Add 39 to each x and y coordinate from the start of the data through the line containing "<point>182,93</point>", and write out every line in that span with the new values. Leave the pictures out.
## Begin Dataset rows
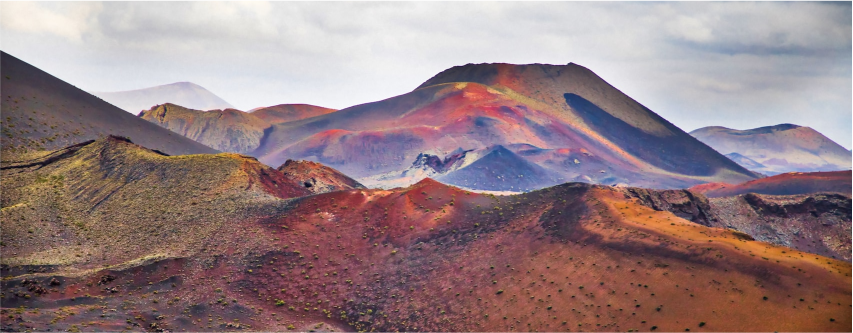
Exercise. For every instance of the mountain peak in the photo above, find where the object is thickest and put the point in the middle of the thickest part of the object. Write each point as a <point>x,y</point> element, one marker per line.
<point>182,93</point>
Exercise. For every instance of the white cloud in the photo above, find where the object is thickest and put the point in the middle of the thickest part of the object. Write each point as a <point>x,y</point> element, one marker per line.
<point>731,63</point>
<point>67,20</point>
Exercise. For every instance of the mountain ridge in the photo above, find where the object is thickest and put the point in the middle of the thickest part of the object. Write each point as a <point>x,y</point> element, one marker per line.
<point>183,93</point>
<point>780,148</point>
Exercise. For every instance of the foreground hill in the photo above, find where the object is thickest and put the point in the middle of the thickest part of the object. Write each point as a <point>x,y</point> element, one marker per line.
<point>187,94</point>
<point>784,184</point>
<point>228,130</point>
<point>566,108</point>
<point>817,223</point>
<point>777,149</point>
<point>203,243</point>
<point>41,112</point>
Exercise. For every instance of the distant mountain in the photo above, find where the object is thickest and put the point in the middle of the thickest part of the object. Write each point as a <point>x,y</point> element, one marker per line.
<point>493,168</point>
<point>187,94</point>
<point>777,149</point>
<point>228,130</point>
<point>560,109</point>
<point>784,184</point>
<point>41,112</point>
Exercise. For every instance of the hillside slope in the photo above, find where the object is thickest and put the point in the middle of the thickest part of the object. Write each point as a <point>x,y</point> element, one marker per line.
<point>227,130</point>
<point>426,258</point>
<point>784,184</point>
<point>42,112</point>
<point>478,106</point>
<point>187,94</point>
<point>778,149</point>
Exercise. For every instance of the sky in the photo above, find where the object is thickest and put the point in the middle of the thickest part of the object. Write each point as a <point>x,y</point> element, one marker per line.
<point>739,64</point>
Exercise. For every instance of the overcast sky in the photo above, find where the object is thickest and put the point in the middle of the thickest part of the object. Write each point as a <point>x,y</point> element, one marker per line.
<point>739,64</point>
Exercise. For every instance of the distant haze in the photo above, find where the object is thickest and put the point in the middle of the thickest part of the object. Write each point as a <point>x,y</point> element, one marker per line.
<point>738,64</point>
<point>186,94</point>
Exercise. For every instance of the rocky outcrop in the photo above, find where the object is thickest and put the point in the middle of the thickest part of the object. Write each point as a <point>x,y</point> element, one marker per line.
<point>818,223</point>
<point>317,178</point>
<point>683,203</point>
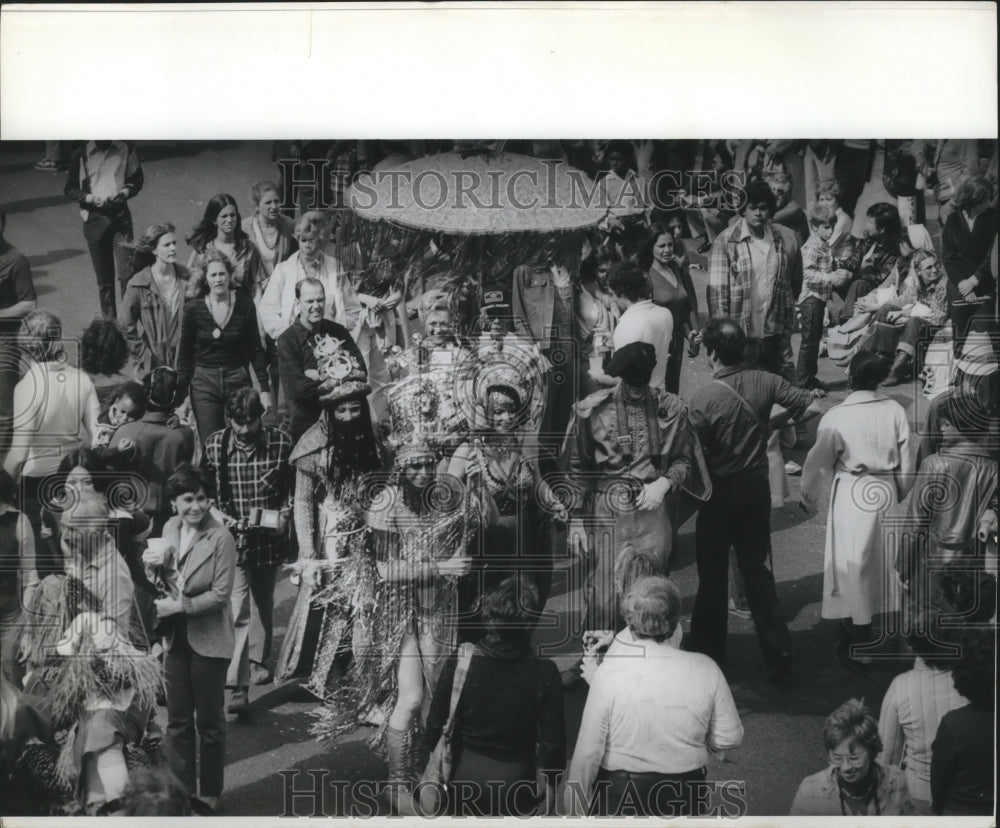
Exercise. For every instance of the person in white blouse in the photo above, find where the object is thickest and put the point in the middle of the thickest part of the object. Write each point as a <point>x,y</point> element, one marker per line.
<point>55,411</point>
<point>864,445</point>
<point>650,720</point>
<point>277,307</point>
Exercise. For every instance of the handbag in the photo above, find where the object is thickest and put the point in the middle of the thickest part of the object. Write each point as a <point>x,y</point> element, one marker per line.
<point>439,768</point>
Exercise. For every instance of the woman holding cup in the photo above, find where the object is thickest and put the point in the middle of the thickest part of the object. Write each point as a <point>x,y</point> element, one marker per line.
<point>194,564</point>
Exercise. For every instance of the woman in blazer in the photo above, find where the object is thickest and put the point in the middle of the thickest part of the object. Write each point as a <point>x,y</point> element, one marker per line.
<point>195,570</point>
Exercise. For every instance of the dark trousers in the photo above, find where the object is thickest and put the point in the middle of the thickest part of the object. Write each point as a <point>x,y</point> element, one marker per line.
<point>209,389</point>
<point>482,786</point>
<point>850,171</point>
<point>738,515</point>
<point>811,314</point>
<point>622,793</point>
<point>10,356</point>
<point>104,240</point>
<point>196,697</point>
<point>857,289</point>
<point>674,363</point>
<point>256,582</point>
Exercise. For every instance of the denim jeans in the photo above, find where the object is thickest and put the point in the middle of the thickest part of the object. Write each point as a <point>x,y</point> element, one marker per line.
<point>738,515</point>
<point>105,238</point>
<point>196,686</point>
<point>209,389</point>
<point>811,312</point>
<point>256,582</point>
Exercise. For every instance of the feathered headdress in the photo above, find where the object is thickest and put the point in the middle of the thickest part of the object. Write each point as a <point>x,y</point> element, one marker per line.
<point>339,371</point>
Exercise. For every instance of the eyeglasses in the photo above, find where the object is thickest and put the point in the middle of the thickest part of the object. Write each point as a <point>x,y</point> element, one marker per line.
<point>853,759</point>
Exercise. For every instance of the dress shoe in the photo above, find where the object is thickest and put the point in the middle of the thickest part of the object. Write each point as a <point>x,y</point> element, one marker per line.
<point>239,703</point>
<point>901,371</point>
<point>781,668</point>
<point>204,805</point>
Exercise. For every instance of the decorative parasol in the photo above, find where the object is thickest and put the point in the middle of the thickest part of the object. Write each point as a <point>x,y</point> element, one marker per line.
<point>480,192</point>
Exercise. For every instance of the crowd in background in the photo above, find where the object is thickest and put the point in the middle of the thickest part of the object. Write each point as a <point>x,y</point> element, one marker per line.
<point>410,458</point>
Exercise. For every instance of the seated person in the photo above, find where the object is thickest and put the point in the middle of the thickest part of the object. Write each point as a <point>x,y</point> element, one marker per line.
<point>919,312</point>
<point>127,405</point>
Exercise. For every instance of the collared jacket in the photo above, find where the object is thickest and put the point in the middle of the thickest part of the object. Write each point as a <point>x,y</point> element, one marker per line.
<point>730,272</point>
<point>88,176</point>
<point>157,452</point>
<point>819,794</point>
<point>206,575</point>
<point>533,301</point>
<point>153,329</point>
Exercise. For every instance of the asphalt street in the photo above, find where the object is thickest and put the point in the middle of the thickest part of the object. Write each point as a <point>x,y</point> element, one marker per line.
<point>782,741</point>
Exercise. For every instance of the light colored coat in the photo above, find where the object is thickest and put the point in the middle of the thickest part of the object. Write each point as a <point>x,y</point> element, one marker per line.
<point>864,444</point>
<point>208,571</point>
<point>278,304</point>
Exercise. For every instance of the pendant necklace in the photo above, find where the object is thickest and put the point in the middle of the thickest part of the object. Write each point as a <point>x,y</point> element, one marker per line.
<point>260,232</point>
<point>217,332</point>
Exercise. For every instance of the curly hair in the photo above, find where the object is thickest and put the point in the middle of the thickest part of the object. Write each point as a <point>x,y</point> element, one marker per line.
<point>509,609</point>
<point>854,721</point>
<point>975,674</point>
<point>629,280</point>
<point>867,371</point>
<point>41,336</point>
<point>155,792</point>
<point>103,348</point>
<point>144,250</point>
<point>188,479</point>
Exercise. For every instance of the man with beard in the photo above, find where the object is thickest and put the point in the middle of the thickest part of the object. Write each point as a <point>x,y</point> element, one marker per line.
<point>250,463</point>
<point>626,450</point>
<point>331,461</point>
<point>297,362</point>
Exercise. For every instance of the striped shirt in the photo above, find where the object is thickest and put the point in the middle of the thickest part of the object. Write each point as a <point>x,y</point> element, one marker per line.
<point>911,712</point>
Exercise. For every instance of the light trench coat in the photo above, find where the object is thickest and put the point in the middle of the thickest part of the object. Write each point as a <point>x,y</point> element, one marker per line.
<point>864,445</point>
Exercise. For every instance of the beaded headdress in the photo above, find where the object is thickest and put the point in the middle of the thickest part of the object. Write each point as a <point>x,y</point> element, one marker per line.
<point>340,371</point>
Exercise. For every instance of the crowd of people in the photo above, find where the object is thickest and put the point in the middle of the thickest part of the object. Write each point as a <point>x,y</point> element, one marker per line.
<point>417,454</point>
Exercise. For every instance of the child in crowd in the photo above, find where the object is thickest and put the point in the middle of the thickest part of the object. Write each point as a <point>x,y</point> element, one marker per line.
<point>127,406</point>
<point>827,195</point>
<point>818,281</point>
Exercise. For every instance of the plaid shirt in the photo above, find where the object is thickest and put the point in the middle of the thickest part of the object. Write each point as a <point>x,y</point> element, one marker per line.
<point>259,476</point>
<point>730,272</point>
<point>815,280</point>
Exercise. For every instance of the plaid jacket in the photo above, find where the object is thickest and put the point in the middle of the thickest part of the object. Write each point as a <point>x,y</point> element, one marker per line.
<point>259,477</point>
<point>819,795</point>
<point>730,270</point>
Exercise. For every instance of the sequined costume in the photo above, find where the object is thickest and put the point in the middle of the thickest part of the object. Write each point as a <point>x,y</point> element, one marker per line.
<point>407,539</point>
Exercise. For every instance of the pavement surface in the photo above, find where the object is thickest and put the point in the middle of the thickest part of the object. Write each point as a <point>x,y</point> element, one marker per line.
<point>782,724</point>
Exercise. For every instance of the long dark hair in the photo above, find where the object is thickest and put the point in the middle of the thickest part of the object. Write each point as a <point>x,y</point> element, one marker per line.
<point>144,250</point>
<point>353,449</point>
<point>206,231</point>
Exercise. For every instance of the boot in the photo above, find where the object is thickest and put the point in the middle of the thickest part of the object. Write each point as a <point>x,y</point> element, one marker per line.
<point>901,371</point>
<point>398,791</point>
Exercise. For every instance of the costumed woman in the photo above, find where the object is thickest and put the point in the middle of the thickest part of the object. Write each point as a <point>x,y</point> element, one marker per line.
<point>629,451</point>
<point>520,503</point>
<point>91,683</point>
<point>419,526</point>
<point>330,460</point>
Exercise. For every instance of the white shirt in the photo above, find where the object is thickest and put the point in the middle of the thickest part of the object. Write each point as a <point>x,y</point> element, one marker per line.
<point>55,412</point>
<point>646,322</point>
<point>660,711</point>
<point>278,305</point>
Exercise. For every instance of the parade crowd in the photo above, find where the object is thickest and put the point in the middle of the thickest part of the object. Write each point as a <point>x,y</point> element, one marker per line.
<point>416,448</point>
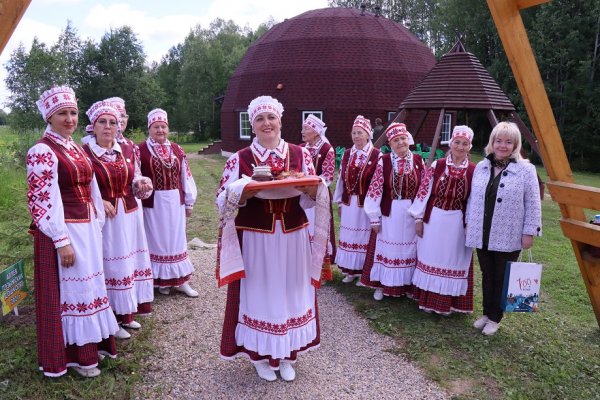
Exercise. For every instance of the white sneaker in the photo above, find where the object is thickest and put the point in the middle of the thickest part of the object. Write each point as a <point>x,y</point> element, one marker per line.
<point>286,370</point>
<point>490,328</point>
<point>164,290</point>
<point>480,323</point>
<point>87,372</point>
<point>122,334</point>
<point>133,325</point>
<point>187,289</point>
<point>264,371</point>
## End Dataset rows
● **Task solution**:
Exercise. For every instance of the mountain peak in the photo above, find where the object is thickest and put the point in the middle of the thickest part of the object. Write each point as a <point>x,y</point> element, one marker per line.
<point>221,132</point>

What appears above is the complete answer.